## Recorded data
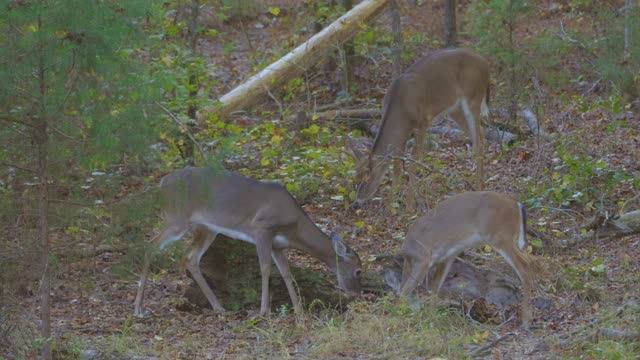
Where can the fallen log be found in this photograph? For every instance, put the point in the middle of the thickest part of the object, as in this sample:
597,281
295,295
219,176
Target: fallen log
532,123
231,269
297,61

## Task item
Set down every entry above verbatim, without pictures.

## Expected output
Where can the fallen log be found in this photograph? For every instance, put the point in the middle of the thickest part of the object, as in this sample:
597,281
295,295
219,176
Target: fallen log
532,123
231,269
297,61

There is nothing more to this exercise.